• [To be done]:
Find each line in the records below that contains the word "tree", and copy every one of those lines.
▶
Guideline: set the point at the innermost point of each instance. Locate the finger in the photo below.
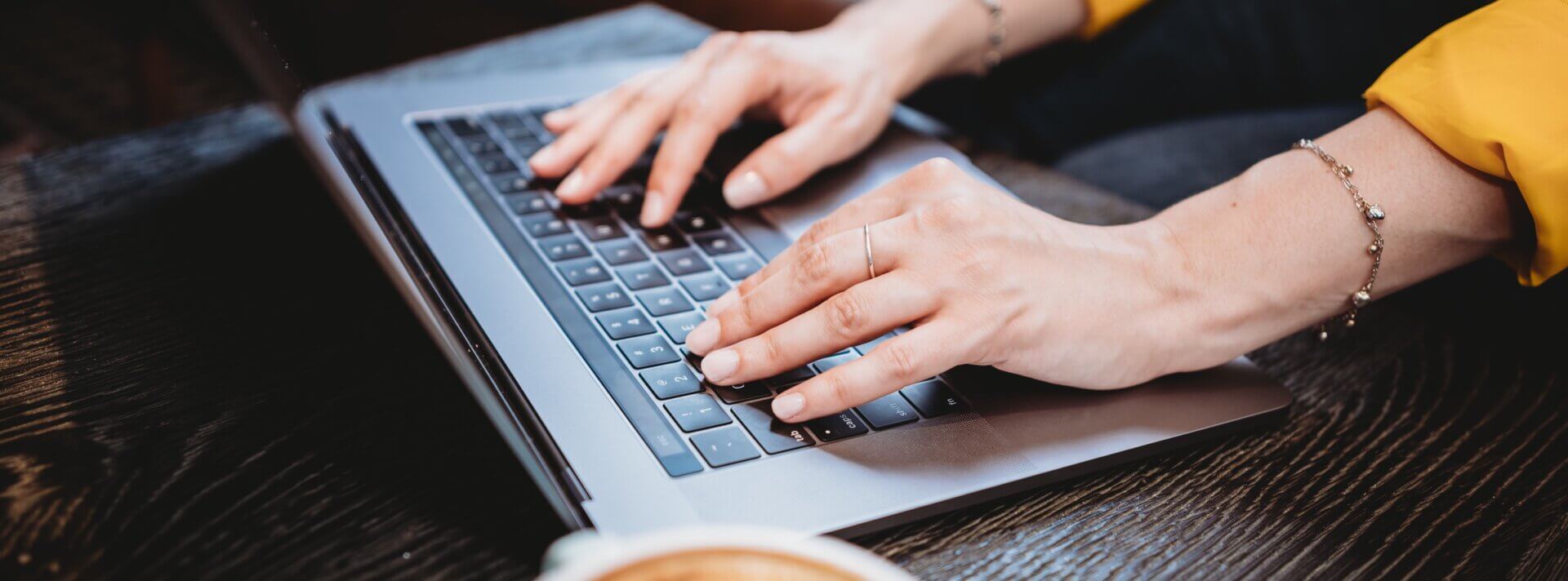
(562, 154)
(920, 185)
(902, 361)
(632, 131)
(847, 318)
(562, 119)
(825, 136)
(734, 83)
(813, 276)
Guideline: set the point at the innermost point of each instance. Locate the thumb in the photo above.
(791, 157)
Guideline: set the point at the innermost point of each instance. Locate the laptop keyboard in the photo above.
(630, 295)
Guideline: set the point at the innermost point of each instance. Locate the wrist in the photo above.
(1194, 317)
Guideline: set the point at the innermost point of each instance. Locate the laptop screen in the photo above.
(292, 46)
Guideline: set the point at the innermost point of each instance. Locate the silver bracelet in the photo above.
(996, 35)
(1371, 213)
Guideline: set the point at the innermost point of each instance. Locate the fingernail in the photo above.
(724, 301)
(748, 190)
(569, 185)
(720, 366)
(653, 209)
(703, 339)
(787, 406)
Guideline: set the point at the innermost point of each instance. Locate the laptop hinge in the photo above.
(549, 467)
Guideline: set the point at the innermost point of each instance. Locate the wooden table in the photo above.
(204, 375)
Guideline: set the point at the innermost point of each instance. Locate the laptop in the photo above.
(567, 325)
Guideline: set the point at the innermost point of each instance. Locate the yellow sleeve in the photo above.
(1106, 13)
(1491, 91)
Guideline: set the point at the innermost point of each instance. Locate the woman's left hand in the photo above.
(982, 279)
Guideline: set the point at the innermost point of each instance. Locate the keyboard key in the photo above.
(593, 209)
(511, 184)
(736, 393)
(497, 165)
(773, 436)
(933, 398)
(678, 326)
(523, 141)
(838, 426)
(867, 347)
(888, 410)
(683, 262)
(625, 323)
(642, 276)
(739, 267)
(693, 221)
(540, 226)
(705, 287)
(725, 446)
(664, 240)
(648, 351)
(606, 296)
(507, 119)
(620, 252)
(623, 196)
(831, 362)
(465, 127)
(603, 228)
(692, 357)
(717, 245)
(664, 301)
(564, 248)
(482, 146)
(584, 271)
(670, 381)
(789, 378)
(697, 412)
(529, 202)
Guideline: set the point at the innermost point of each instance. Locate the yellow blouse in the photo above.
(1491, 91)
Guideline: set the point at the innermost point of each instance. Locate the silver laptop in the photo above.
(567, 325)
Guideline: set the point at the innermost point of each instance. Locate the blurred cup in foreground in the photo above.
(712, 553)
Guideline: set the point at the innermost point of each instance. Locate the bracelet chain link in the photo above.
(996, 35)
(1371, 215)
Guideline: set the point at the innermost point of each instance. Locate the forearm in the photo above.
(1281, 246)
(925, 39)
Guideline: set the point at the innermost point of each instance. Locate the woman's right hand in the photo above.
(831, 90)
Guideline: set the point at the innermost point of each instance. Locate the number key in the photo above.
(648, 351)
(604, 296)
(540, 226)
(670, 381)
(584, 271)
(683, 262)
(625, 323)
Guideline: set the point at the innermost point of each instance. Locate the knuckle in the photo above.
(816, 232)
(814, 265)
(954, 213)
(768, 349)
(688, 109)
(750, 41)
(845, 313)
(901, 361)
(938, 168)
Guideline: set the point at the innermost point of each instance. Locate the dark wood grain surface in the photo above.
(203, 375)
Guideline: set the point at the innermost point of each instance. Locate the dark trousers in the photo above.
◀
▶
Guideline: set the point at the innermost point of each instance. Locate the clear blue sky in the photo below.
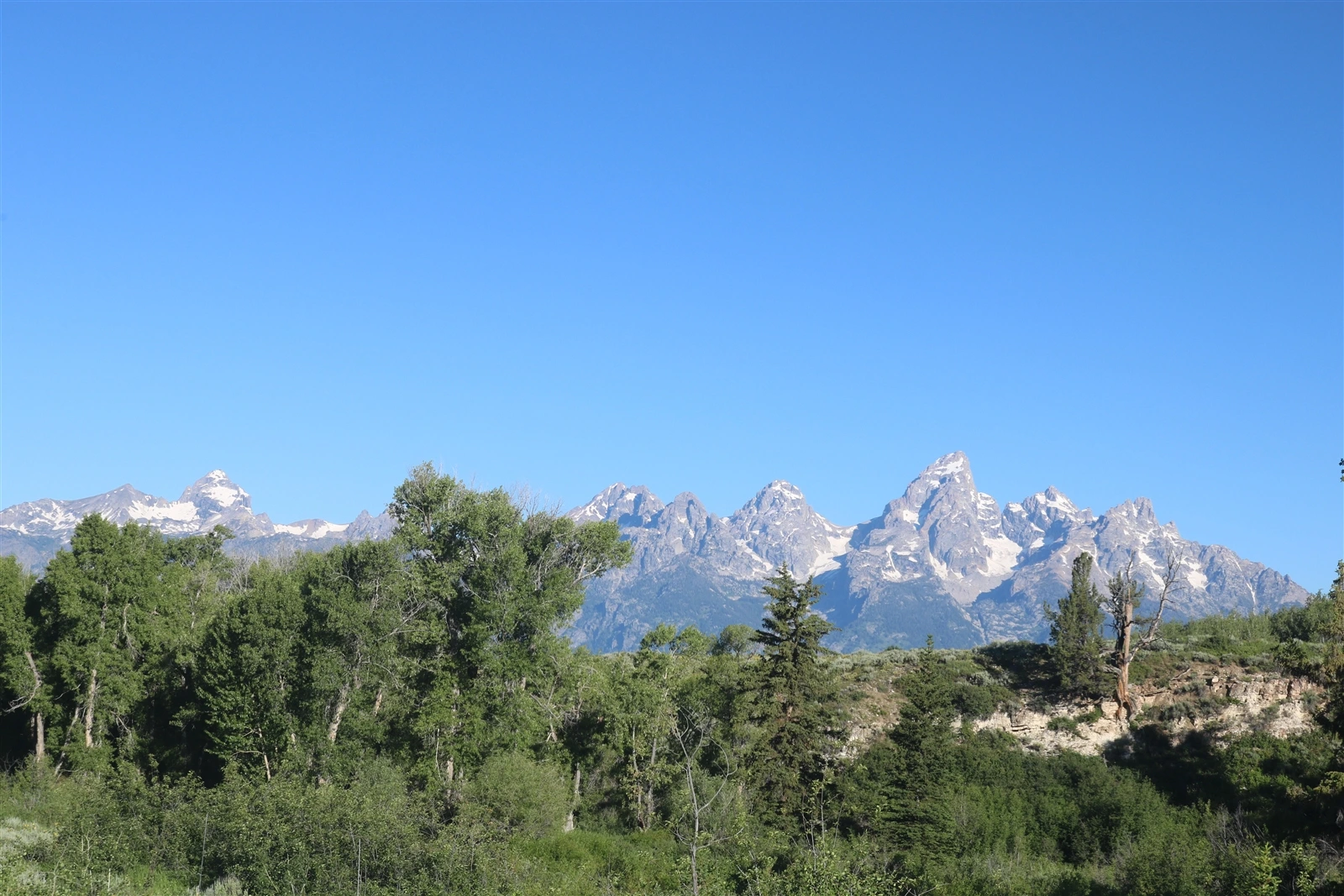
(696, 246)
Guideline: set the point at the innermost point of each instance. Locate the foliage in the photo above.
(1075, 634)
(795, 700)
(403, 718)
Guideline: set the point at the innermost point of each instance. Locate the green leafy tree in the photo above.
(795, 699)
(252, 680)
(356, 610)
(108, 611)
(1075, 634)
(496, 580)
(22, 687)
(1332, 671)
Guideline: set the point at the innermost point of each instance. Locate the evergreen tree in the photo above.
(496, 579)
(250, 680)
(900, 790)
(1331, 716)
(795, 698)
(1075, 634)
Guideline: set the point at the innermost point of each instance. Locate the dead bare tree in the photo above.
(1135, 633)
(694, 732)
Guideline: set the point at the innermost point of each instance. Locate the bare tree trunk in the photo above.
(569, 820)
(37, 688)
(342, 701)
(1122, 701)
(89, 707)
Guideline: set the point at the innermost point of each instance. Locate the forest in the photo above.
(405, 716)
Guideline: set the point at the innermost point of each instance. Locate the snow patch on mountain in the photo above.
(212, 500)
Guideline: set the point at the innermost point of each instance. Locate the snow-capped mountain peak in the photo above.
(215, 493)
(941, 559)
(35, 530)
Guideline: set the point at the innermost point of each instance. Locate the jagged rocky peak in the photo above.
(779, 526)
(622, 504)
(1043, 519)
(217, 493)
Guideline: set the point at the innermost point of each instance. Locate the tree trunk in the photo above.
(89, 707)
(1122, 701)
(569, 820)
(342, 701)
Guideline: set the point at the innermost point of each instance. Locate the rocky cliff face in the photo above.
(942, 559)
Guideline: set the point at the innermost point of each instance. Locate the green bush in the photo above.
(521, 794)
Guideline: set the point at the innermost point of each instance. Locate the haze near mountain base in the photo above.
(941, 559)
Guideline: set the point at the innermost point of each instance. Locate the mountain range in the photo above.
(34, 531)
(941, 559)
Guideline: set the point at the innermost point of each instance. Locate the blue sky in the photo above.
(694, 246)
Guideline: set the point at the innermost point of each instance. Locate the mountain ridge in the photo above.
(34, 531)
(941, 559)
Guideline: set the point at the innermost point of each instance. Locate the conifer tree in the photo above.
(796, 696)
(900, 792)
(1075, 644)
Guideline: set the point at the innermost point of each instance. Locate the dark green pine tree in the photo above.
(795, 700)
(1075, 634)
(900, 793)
◀
• [Worked solution]:
Guideline: set the point at the innermost point of each instance. Locate the green leafy tree in the photo above.
Guideline: set the point at the innermost point of each instance. Locate the evergreen tree in the photo above.
Guideline: set the point at the innermost point of each instance. Locate the dead bare tree in the photo above.
Guideline: set the point at the innermost point of each instance. Locate the bare tree trunk in the photo above.
Guideline: set the point at the innermost point of each instance. Locate the tree trunk in the photo above.
Guideline: set the point at the innermost point of each instance. Locate the conifer tree in the photo above.
Guideline: set the point at the innermost point of each instance. Locate the dark green pine tree in the photo above.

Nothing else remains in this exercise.